*** Opening Stored data ***

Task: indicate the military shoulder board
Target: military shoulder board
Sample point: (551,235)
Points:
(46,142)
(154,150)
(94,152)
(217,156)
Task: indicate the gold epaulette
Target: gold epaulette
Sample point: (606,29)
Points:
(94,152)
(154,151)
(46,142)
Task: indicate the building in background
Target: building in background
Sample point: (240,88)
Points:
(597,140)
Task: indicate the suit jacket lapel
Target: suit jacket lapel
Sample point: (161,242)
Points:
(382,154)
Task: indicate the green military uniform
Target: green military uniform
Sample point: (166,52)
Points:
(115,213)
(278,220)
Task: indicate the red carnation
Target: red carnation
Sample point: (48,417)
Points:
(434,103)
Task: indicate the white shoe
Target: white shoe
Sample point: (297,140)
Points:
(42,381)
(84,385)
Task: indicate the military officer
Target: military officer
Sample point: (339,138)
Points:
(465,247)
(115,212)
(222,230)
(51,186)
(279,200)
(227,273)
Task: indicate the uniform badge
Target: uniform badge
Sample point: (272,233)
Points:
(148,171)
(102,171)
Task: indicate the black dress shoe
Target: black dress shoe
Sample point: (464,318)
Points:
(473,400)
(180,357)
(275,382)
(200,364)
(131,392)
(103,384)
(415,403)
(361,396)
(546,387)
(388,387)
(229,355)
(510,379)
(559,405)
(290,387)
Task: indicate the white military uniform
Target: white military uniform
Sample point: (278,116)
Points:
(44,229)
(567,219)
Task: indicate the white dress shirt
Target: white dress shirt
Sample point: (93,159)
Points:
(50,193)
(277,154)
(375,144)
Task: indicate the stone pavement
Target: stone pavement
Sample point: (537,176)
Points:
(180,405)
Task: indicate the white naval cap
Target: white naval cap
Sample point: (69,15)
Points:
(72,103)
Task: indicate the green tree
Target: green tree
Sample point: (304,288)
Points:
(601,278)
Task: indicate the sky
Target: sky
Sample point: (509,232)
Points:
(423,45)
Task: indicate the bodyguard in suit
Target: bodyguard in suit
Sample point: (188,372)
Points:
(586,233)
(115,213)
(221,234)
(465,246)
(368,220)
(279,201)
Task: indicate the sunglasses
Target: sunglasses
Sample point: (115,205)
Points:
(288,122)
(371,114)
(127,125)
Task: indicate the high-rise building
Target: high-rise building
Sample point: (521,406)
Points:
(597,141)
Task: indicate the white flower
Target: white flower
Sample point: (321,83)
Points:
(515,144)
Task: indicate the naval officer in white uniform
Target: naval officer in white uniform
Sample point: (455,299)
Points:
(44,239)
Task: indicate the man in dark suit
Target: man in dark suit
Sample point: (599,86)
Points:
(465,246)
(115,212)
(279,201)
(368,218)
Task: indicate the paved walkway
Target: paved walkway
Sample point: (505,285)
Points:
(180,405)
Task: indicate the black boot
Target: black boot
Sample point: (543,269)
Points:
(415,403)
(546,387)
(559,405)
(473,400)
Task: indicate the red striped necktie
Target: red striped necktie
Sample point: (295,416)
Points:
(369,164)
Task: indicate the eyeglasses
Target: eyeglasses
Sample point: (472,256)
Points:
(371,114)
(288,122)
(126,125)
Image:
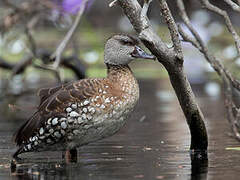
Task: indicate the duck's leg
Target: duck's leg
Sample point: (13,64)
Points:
(145,8)
(70,155)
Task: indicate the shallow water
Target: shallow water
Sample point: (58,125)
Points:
(152,145)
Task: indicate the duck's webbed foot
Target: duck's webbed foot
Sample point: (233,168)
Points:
(70,155)
(113,3)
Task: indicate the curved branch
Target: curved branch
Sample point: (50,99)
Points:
(168,57)
(206,4)
(233,5)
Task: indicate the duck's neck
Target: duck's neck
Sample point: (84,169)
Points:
(118,72)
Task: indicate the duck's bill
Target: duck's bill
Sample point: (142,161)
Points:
(139,53)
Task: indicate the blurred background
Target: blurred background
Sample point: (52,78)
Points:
(31,31)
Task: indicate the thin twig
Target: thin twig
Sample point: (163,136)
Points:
(227,78)
(172,28)
(233,5)
(68,36)
(206,4)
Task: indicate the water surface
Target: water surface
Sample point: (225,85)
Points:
(152,145)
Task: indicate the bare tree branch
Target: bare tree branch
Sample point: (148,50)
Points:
(206,4)
(172,27)
(233,5)
(68,36)
(170,60)
(227,78)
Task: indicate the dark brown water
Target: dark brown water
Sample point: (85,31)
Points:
(153,144)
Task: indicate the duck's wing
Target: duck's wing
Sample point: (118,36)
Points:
(54,103)
(45,93)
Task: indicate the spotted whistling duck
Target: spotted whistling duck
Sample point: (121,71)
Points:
(77,113)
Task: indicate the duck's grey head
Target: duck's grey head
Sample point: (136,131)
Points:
(122,49)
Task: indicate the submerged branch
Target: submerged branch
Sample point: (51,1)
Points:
(170,60)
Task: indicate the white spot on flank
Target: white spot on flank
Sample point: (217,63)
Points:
(85,110)
(74,114)
(86,102)
(69,109)
(84,116)
(80,120)
(107,100)
(76,131)
(49,121)
(63,132)
(41,131)
(57,134)
(51,131)
(102,106)
(29,146)
(74,106)
(63,125)
(63,119)
(89,117)
(54,121)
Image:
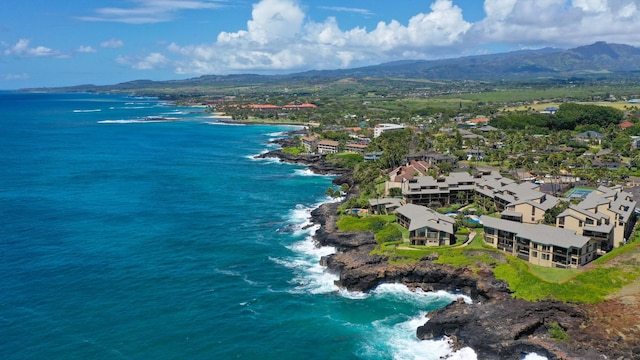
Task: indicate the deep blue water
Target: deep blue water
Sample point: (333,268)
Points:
(129,239)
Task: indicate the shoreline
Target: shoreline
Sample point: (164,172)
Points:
(495,326)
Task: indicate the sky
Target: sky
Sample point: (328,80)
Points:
(45,43)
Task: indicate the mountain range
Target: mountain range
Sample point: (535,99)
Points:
(600,58)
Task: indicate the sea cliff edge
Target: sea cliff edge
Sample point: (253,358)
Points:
(495,325)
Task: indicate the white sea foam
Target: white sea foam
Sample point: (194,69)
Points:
(397,340)
(128,121)
(222,123)
(307,172)
(266,160)
(534,356)
(403,293)
(277,134)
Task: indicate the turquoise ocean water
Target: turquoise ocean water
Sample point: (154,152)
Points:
(130,239)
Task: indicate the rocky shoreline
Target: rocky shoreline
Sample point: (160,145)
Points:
(495,325)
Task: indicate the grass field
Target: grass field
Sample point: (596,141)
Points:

*** Closing Stored data ***

### [Work to be completed]
Reprint every record exactly and skip the pictures.

### [Task response]
Task: indicate the military shoulder board
Target: military shoulder board
Sample point: (551,235)
Points:
(46,142)
(154,150)
(94,152)
(217,156)
Task: indicate the gold epaulette
Target: gold epaulette
Sample point: (606,29)
Points:
(94,152)
(154,151)
(46,142)
Task: indicate the building in background
Target: building in background
Sample point: (240,88)
Points:
(597,140)
Task: indicate the suit jacket lapel
Target: suit jacket lapel
Sample point: (161,242)
Points:
(382,154)
Task: indicate the green military uniform
Target: green military uniform
Sample point: (166,52)
Points:
(115,213)
(278,220)
Task: indicate the red carnation
Target: red carnation
Sample point: (48,417)
Points:
(434,103)
Task: indicate the white shoe
Target: white shoe
Sample point: (297,140)
Points:
(42,381)
(84,385)
Task: indicate the military officer
Target: military officer
Sample point: (339,138)
Points:
(465,247)
(115,212)
(222,230)
(51,186)
(279,200)
(227,273)
Task: indicate the uniform badge
Target: uniform badge
Sample point: (272,233)
Points:
(148,171)
(102,171)
Task: indicate the black dress shoe
Target: black dress shoe
Sample point: (464,318)
Points:
(473,400)
(180,357)
(275,382)
(200,364)
(131,392)
(103,384)
(415,403)
(361,396)
(546,387)
(388,387)
(229,355)
(510,379)
(559,405)
(290,387)
Task: indicate the white military uniform
Target: white military uniform
Sample point: (278,116)
Points:
(44,229)
(567,219)
Task: indicate the white dress shirt
Target: white dress shirt
Sample point: (93,159)
Points:
(50,193)
(277,154)
(375,144)
Task: indicate the stone pavement
Target: stone pavement
Sample point: (537,176)
Points:
(180,405)
Task: indicate the white naval cap
Target: white naval cap
Sample point: (69,15)
Points:
(72,103)
Task: indicate the green tree
Target: green tree
Sample point: (304,288)
Points:
(601,278)
Task: indicate the sky
Target: sky
Sample point: (509,232)
Points:
(423,45)
Task: indicate the bodyguard in suit
Target: bodyguard in suit
Sample point: (188,372)
Points:
(586,233)
(115,213)
(221,234)
(465,246)
(368,220)
(279,201)
Task: indicate the sunglasses
Target: sunglasses
Sample point: (115,205)
Points:
(288,122)
(371,114)
(127,125)
Task: indicate the high-rise building
Target: high-rise building
Sample point: (521,406)
Points:
(597,141)
Task: indicate the white flower
Target: white flower
Sample point: (321,83)
Points:
(515,144)
Task: indicate the naval officer in white uniform
Target: naval officer in white uniform
Sample point: (455,299)
Points:
(44,239)
Task: indicate the man in dark suit
Target: man in dark suit
Sample point: (599,86)
Points:
(465,246)
(115,212)
(279,201)
(368,218)
Task: indicate the paved walkway
Target: paved walkway
Sample point: (505,285)
Points:
(180,405)
Task: indicate the black boot
Target: black boot
Sample point: (543,269)
Points:
(415,403)
(546,387)
(559,405)
(473,400)
Task: indicate the red striped necktie
Target: red striped necktie
Sample point: (295,416)
Points:
(369,164)
Task: indicate the eyeglasses
Target: eyeglasses
Sample point: (472,256)
Points:
(371,114)
(288,122)
(126,125)
Image:
Task: indicate the duck's leg
Target: duck's leg
Sample point: (13,64)
Points:
(145,8)
(70,155)
Task: indicate the shallow water
Target: shallow water
Sample point: (58,125)
Points:
(152,145)
Task: indicate the duck's webbed foot
Target: duck's webbed foot
Sample point: (233,168)
Points:
(70,155)
(113,3)
Task: indicate the curved branch
Target: curved branch
Sample point: (50,99)
Points:
(168,57)
(206,4)
(233,5)
Task: indicate the duck's neck
Target: duck's neck
Sample point: (84,169)
Points:
(118,72)
Task: indicate the duck's bill
Target: duck's bill
Sample point: (142,161)
Points:
(139,53)
Task: indicate the blurred background
Target: blurred background
Sample point: (52,78)
Points:
(31,31)
Task: indicate the thin twig
Target: thin twig
Sample point: (163,136)
Points:
(227,78)
(172,28)
(233,5)
(68,36)
(206,4)
Task: indicate the water surface
Target: water surface
Sample point: (225,85)
Points:
(152,145)
Task: indicate the bare tree branch
Target: bare tree branch
Sample point: (148,50)
Points:
(206,4)
(172,27)
(233,5)
(68,36)
(170,60)
(227,78)
Task: indicate the dark brown water
Target: dark brown water
Sample point: (85,31)
Points:
(153,144)
Task: indicate the duck's wing
Target: duck's wing
Sample point: (118,36)
Points:
(54,103)
(45,93)
Task: indicate the spotted whistling duck
Target: spotted whistling duck
Sample point: (121,71)
Points:
(77,113)
Task: indicate the duck's grey head
Target: duck's grey head
Sample point: (136,131)
Points:
(122,49)
Task: indicate the submerged branch
Target: submerged branch
Sample point: (51,1)
Points:
(170,60)
Task: indicate the white spot on flank
Target: white spot on flank
Sample point: (217,63)
Points:
(85,110)
(74,114)
(86,102)
(69,109)
(84,116)
(80,120)
(107,100)
(76,131)
(49,121)
(63,132)
(41,131)
(57,134)
(51,131)
(102,106)
(29,146)
(74,106)
(63,125)
(63,119)
(89,117)
(54,121)
Image:
Task: indicate the deep blue water
Target: deep blue water
Sample point: (333,268)
Points:
(129,239)
Task: indicate the shoreline
Target: shoreline
Sample point: (164,172)
Points:
(495,326)
Task: indicate the sky
Target: sky
Sample point: (328,80)
Points:
(45,43)
Task: indicate the mountain range
Target: mountain range
Sample point: (535,99)
Points:
(600,58)
Task: indicate the sea cliff edge
Target: sea cliff edge
Sample point: (253,358)
Points:
(495,325)
Task: indicate the white sea foam
Target: white sea foam
Sample point: (194,69)
Points:
(397,340)
(128,121)
(222,123)
(307,172)
(266,160)
(534,356)
(403,293)
(277,134)
Task: indicate the turquoise ocean water
Target: turquoise ocean water
Sample point: (154,152)
Points:
(130,239)
Task: indicate the rocky shoreline
Target: rocky shoreline
Sample point: (160,145)
Points:
(495,325)
Task: indicate the grass field
Target: grass field
Sample point: (596,141)
Points:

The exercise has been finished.